* DIRECTION *
Repeat each entry in full, exactly.

==== TASK INPUTS

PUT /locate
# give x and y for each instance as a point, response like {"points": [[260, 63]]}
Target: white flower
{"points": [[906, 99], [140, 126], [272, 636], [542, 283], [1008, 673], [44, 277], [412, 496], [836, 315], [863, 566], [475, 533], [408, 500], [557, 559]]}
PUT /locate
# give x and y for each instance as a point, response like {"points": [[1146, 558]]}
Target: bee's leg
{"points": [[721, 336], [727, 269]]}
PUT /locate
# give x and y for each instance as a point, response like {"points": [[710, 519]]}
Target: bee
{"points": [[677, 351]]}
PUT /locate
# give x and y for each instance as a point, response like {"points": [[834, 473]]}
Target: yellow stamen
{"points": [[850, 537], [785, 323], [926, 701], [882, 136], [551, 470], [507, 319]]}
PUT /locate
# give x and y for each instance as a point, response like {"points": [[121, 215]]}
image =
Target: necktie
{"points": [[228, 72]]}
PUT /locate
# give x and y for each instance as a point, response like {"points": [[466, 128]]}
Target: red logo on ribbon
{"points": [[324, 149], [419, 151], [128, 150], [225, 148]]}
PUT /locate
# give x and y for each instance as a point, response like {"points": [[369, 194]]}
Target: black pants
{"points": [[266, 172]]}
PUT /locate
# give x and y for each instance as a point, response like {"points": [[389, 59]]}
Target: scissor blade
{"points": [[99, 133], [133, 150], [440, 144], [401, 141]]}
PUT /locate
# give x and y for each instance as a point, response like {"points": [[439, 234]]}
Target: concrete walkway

========

* TASK RESULT *
PUT /locate
# give x and y for each instance as a point, response like {"points": [[260, 63]]}
Target: white flower
{"points": [[906, 99], [140, 126], [272, 636], [542, 283], [1008, 673], [44, 277], [412, 496], [836, 315], [863, 566], [475, 533], [408, 500], [557, 559]]}
PUT /locate
# give x and y for each instance as a point, response like {"points": [[1146, 558]]}
Target: bee's leg
{"points": [[721, 336], [727, 269]]}
PUT /locate
# give x and y for each instance as a point, response like {"points": [[710, 519]]}
Target: bee
{"points": [[677, 351]]}
PUT /locate
# give x and y for each instance as a point, response like {"points": [[834, 473]]}
Target: yellow stamen
{"points": [[850, 537], [785, 323], [926, 701], [882, 136], [551, 470], [507, 319]]}
PUT /locate
# give x and y for each instance as a point, response like {"points": [[121, 215]]}
image =
Target: necktie
{"points": [[228, 72]]}
PUT /locate
# give x and y for each instance as a point, response like {"points": [[466, 128]]}
Target: red logo on ribbon
{"points": [[324, 149], [419, 151], [128, 150], [225, 148]]}
PUT /locate
# give x and y for each instance as a point, response like {"points": [[369, 194]]}
Target: black pants
{"points": [[266, 172]]}
PUT /locate
# give x and y for each instance as a point, response like {"points": [[389, 59]]}
Target: scissor blade
{"points": [[99, 133], [133, 150], [440, 144], [401, 141]]}
PUT /locate
# give x and y for each instance as a point, response like {"points": [[439, 234]]}
Target: concrete walkway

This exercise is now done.